(Extracted data entries)

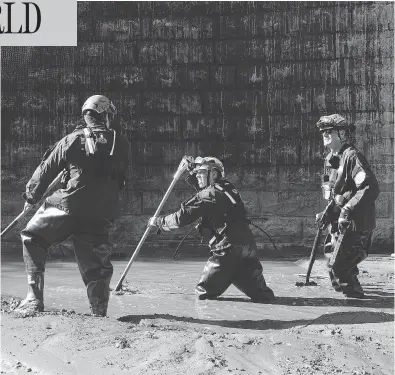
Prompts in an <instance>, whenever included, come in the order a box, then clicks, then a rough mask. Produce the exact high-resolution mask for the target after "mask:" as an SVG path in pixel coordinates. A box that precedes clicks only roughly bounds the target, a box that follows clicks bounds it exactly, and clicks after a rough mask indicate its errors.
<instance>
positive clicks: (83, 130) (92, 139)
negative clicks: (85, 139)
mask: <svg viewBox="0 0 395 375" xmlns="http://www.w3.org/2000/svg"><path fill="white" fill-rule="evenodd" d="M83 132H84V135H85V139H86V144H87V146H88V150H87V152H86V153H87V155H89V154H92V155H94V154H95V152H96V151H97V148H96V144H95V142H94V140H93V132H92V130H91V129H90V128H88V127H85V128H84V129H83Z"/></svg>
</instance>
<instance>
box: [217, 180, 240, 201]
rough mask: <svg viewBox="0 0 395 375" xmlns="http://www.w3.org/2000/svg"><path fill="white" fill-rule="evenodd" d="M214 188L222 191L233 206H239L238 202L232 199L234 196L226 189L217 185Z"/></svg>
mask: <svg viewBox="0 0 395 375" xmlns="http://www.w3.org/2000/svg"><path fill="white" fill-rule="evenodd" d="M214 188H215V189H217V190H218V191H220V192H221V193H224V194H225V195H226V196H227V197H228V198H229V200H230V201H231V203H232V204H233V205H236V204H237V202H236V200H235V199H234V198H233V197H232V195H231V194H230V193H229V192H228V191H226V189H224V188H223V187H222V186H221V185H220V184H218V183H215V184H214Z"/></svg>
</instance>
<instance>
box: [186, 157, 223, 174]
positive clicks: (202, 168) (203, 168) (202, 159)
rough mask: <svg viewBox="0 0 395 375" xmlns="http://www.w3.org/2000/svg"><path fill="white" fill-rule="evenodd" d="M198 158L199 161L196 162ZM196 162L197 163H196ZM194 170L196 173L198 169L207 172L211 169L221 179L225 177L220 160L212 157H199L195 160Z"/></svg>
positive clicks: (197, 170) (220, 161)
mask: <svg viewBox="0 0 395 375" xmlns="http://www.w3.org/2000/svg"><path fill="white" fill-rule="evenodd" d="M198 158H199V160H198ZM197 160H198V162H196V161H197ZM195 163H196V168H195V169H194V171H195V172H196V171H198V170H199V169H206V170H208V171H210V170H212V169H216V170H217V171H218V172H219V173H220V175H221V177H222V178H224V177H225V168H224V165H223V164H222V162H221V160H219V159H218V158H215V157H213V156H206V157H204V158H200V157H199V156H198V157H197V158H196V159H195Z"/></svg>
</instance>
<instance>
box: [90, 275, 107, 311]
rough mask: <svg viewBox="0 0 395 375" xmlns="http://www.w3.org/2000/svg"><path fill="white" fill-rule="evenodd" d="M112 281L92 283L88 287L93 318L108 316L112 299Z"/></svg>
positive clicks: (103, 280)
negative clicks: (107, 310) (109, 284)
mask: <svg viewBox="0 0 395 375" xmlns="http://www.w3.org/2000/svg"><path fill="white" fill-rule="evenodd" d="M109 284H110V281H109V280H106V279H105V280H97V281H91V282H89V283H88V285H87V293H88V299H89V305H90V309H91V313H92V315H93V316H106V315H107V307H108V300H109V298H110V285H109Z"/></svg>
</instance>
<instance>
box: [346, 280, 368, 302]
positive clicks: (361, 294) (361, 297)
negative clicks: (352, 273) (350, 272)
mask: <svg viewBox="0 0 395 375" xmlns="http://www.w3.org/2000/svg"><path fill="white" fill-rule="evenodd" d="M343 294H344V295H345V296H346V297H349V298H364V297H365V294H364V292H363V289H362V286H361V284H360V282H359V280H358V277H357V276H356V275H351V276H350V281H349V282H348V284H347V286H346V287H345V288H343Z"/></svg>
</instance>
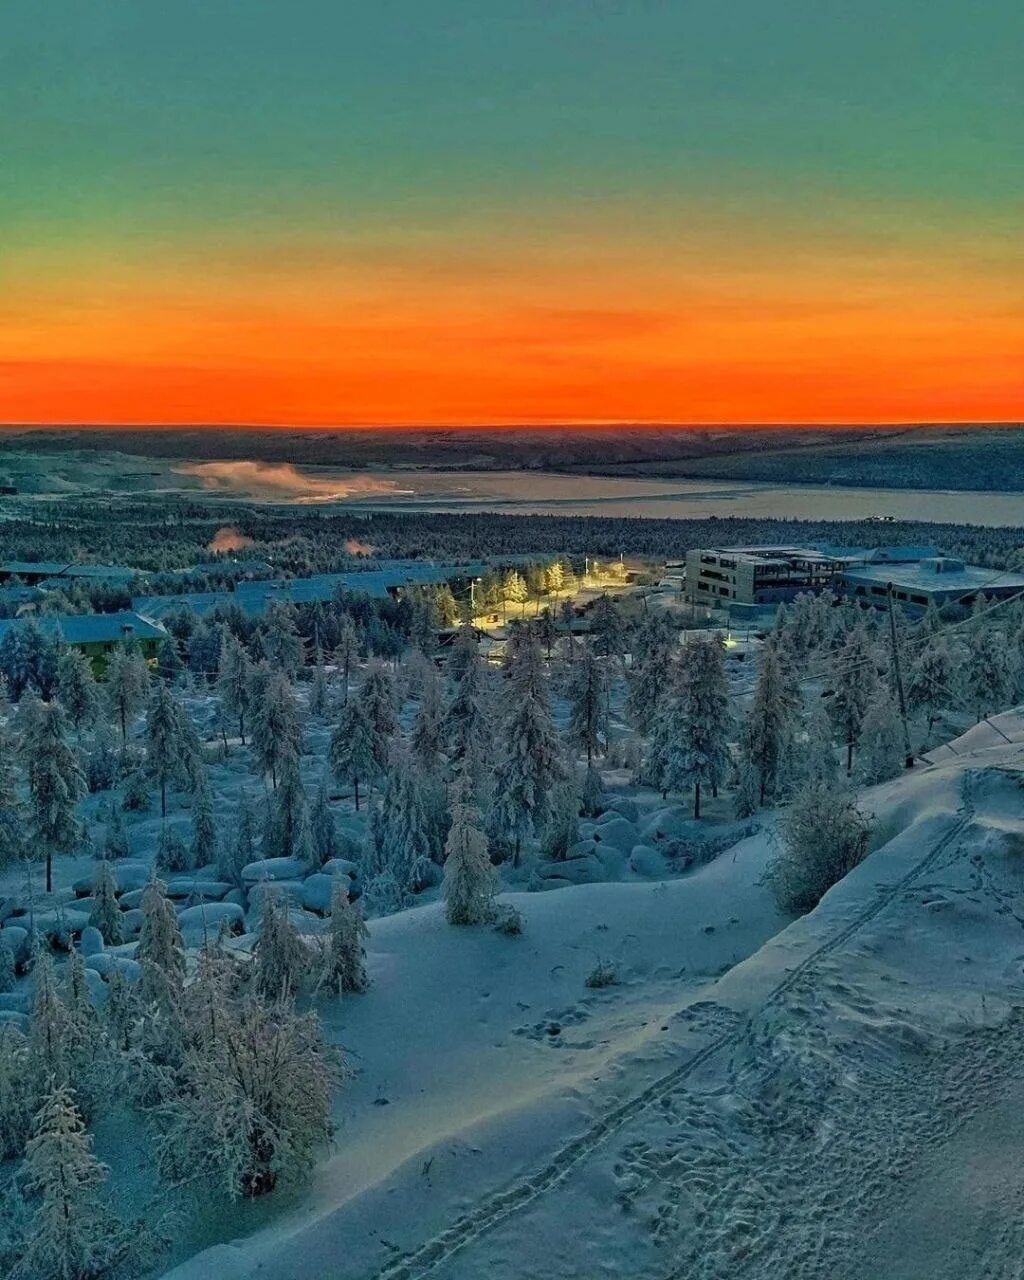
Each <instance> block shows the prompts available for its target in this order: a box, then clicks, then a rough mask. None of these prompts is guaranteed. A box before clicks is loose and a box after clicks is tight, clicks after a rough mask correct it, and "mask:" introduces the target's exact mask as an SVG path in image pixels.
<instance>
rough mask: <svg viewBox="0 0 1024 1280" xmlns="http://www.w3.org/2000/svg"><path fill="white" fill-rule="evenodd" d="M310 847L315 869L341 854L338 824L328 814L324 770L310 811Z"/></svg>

▸ **Problem details**: Pictures aside, repeat each entry in full and without change.

▸ **Output for this task**:
Prompts in an <instance>, whenever included, come in the order a box, then clicks, then a rough mask. Produce the exact high-resolution mask for the target after "mask:" as an SVG path in pixel coordinates. A box that precedes clicks only roughly bounds the target, a box that follows clicks bounds it exactly, and clicks after a rough mask indicate its errors.
<instance>
positive clicks: (83, 130) (92, 139)
negative clicks: (85, 139)
mask: <svg viewBox="0 0 395 375" xmlns="http://www.w3.org/2000/svg"><path fill="white" fill-rule="evenodd" d="M83 132H84V135H85V139H86V144H87V146H88V150H87V152H86V153H87V155H89V154H92V155H94V154H95V152H96V151H97V148H96V144H95V142H94V140H93V132H92V130H91V129H90V128H88V127H85V128H84V129H83Z"/></svg>
</instance>
<instance>
box: [217, 180, 240, 201]
rough mask: <svg viewBox="0 0 395 375" xmlns="http://www.w3.org/2000/svg"><path fill="white" fill-rule="evenodd" d="M214 188L222 191L233 206H239L238 202L232 199L234 196L226 189L217 185Z"/></svg>
mask: <svg viewBox="0 0 395 375" xmlns="http://www.w3.org/2000/svg"><path fill="white" fill-rule="evenodd" d="M214 188H215V189H217V190H218V191H220V192H221V193H224V194H225V195H226V196H227V197H228V198H229V200H230V201H231V203H232V204H233V205H236V204H237V202H236V200H235V199H234V198H233V197H232V195H231V194H230V193H229V192H228V191H226V189H224V188H223V187H222V186H221V185H220V184H218V183H215V184H214Z"/></svg>
</instance>
<instance>
box: [186, 157, 223, 174]
positive clicks: (202, 168) (203, 168) (202, 159)
rough mask: <svg viewBox="0 0 395 375" xmlns="http://www.w3.org/2000/svg"><path fill="white" fill-rule="evenodd" d="M198 158L199 161L196 162ZM196 162L197 163H196ZM194 170L196 173L198 169L207 172L211 169L221 179L225 177L220 160L212 157H199L195 160Z"/></svg>
positive clicks: (197, 170) (220, 161)
mask: <svg viewBox="0 0 395 375" xmlns="http://www.w3.org/2000/svg"><path fill="white" fill-rule="evenodd" d="M198 158H199V160H198ZM197 160H198V162H196V161H197ZM195 163H196V168H195V169H194V171H195V172H196V171H198V170H199V169H206V170H208V171H210V170H212V169H216V170H217V171H218V172H219V173H220V175H221V177H222V178H224V177H225V168H224V165H223V164H222V162H221V160H219V159H218V158H215V157H213V156H206V157H204V158H200V157H199V156H198V157H197V158H196V159H195Z"/></svg>
</instance>
<instance>
box: [90, 275, 107, 311]
rough mask: <svg viewBox="0 0 395 375" xmlns="http://www.w3.org/2000/svg"><path fill="white" fill-rule="evenodd" d="M112 281L92 283L88 287L93 318L108 316L112 299Z"/></svg>
positive clicks: (103, 280)
negative clicks: (107, 310) (109, 284)
mask: <svg viewBox="0 0 395 375" xmlns="http://www.w3.org/2000/svg"><path fill="white" fill-rule="evenodd" d="M109 284H110V281H109V280H106V279H105V280H97V281H91V282H89V283H88V285H87V293H88V299H89V305H90V309H91V313H92V315H93V316H106V315H107V307H108V300H109V298H110V285H109Z"/></svg>
</instance>
<instance>
box: [346, 280, 368, 302]
positive clicks: (361, 294) (361, 297)
negative clicks: (352, 273) (350, 272)
mask: <svg viewBox="0 0 395 375" xmlns="http://www.w3.org/2000/svg"><path fill="white" fill-rule="evenodd" d="M343 294H344V295H345V296H346V297H349V298H364V297H365V294H364V292H363V289H362V286H361V284H360V282H359V280H358V277H357V276H356V275H351V276H350V281H349V282H348V284H347V286H346V287H345V288H343Z"/></svg>
</instance>
Each <instance> block shows the prompts available for its target in this order: a box, then clicks, then a rough mask. None of these prompts is guaranteed. A box before clicks is loose and a box after clicks is tight, clicks after a rough mask correct it, and "mask:" introduces the target's exact mask as an SVG path in image pixels.
<instance>
rough mask: <svg viewBox="0 0 1024 1280" xmlns="http://www.w3.org/2000/svg"><path fill="white" fill-rule="evenodd" d="M310 847L315 869L341 854L338 824L328 814L324 770L310 811Z"/></svg>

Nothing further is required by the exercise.